▶ [AUFGABENSTELLUNG]: Führen Sie den Text über Friedrich Scherfke im Anschluss an seinen letzten Satz weiter.

▶ [AUSGEWÄHLTER TEXT]:
⁂
Friedrich Scherfke (1909-1983)
Im großpolnischen Posen war die Zeit zwischen den beiden Weltkriegen eine Zeit der nationalen Spannungen. Die Stadt hatte seit der Zweiten Polnischen Teilung im Jahr 1793 bis 1918 zu Preußen gehört und war nun Teil des wieder unabhängigen Polens. Als 1909 in Posen geborener deutscher Protestant spielte Friedrich Scherfke für einen Verein, der als Inbegriff des katholischen Polentums galt: Warta Posen. 1929 wurde Scherfke mit Warta polnischer Meister. Die 131 für Warta geschossenen Liga-Tore sichern ihm bis heute den zehnten Platz in der ewigen Liste der polnischen Rekordtorschützen. Weniger Erfolg als im Verein hatte Scherfke zunächst bei der polnischen Nationalmannschaft: dort debütierte er zwar bereits 1932, konnte sich aber lange Jahre nicht richtig durchsetzen. In die Annalen des polnischen Fußballs schrieb er sich jedoch 1938 ein, als er für Polen per Elfmeter das erste WM-Tor der Geschichte erzielte. Mit dem Einmarsch deutscher Truppen in Posen 1939 wurde Scherfkes Klub Warta aufgelöst. Als „Volksdeutscher“ half er anschließend, den neu gegründeten deutschen Verein 1. FC Posen aufzubauen, deshalb galt er lange in Polen als Verräter. Zeitgenossen hingegen bezeugen, dass Scherfke während der Besatzung sein Möglichstes tat, um ehemalige Mannschaftskameraden vor der Verfolgung durch die Deutschen zu schützen. Nach dem Krieg lebte er in West-Berlin, wo er lange Jahre ein Möbelgeschäft führte.
⁂
▶ [QUELLENAUSZUG]:

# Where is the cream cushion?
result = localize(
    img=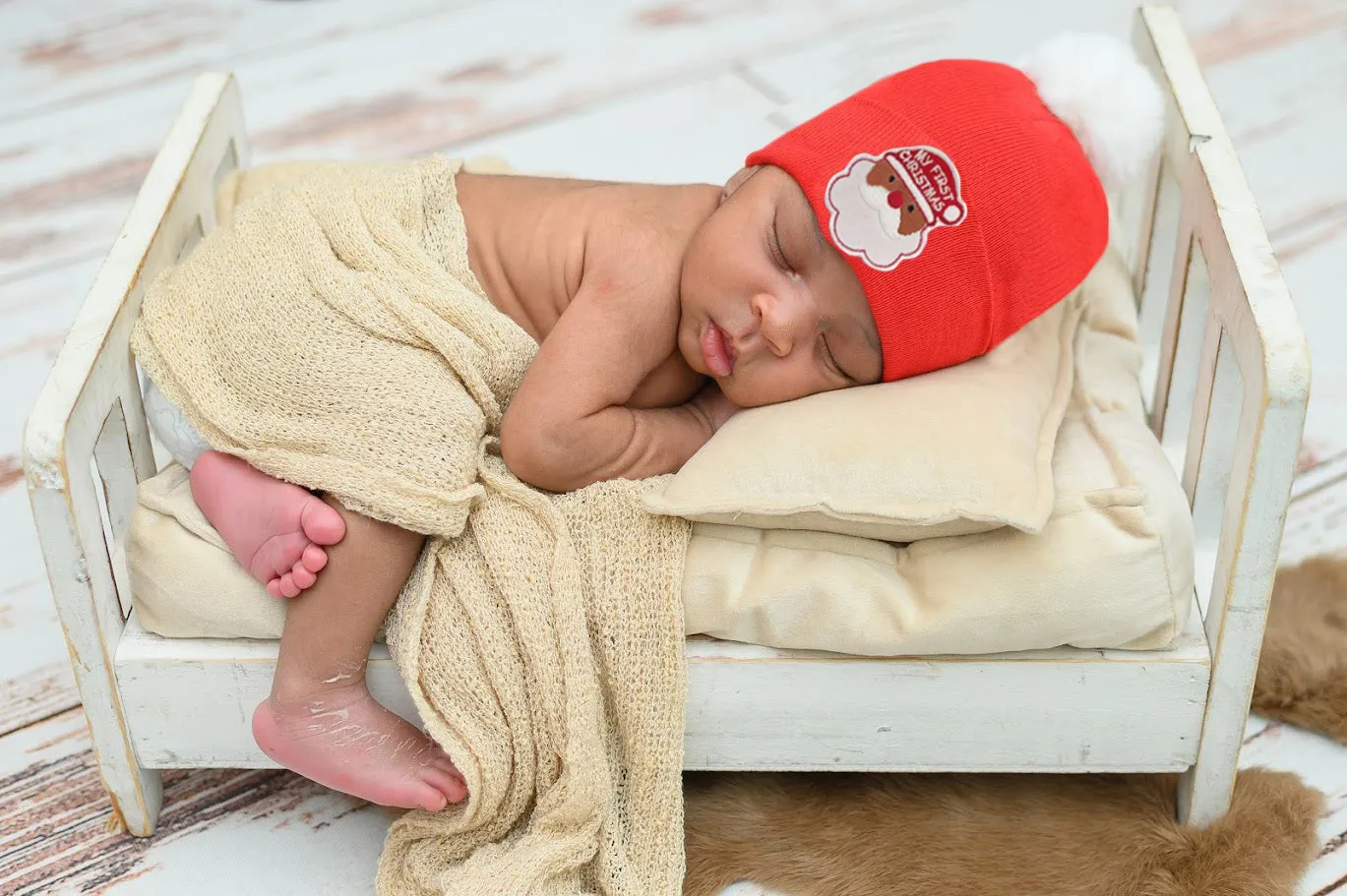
⁂
▶ [ÜBUNGSERGEBNIS]:
Konstantin Schtschehozkyi (1911-1989)
Im Kiew der 1930er Jahre war Konstantin Schtschehozkyi ein Liebling der jungen Intellektuellen. Er war ein Genussmensch, dem Alkohol und Frauen nicht abgeneigt. Und er war ein brillanter Fußballer. Mit Dynamo Kiew spielte er um die sowjetische Meisterschaft und lief für die Auswahlmannschaften der Ukraine und der Sowjetunion auf. Für seine sportlichen Leistungen wurde er von der Kommunistischen Partei 1938 sogar mit einem Orden ausgezeichnet, obwohl sein extravaganter Lebensstil nicht der sowjetischen Ideologie entsprach. Doch vor dem „Großen Terror“ unter Stalin, dem Hunderttausende in der Sowjetunion zum Opfer fielen, war auch der gefeierte Innenstürmer von Dynamo Kiew nicht sicher. Im August 1938 wurde Schtschehozkyi von der Geheimpolizei NKWD verhaftet. Man warf ihm vor, ein Spion und „Feind des Volkes“ zu sein. Trotz der haltlosen Anschuldigungen blieb Schtschehozkyi 15 Monate in Haft und wurde dort gefoltert. Als er schließlich entlassen wurde, war er in einer miserablen körperlichen Verfassung. In einem Sanatorium am Schwarzen Meer gelangte der frühere Kapitän von Dynamo Kiew aber wieder zu Kräften und kehrte nach fast zwei Spielzeiten zu seiner Mannschaft zurück. Um sein Verschwinden zu erklären, dichtete man Schtschehozkyi eine Affäre mit der Gattin des schwedischen Botschafters in Moskau an. Seine Fußballkarriere bei Dynamo endete jedoch wenig später mit Beginn des „Großen Vaterländischen Kriegs“ gegen Deutschland.
Mikola Trusewytsch (1909-1943)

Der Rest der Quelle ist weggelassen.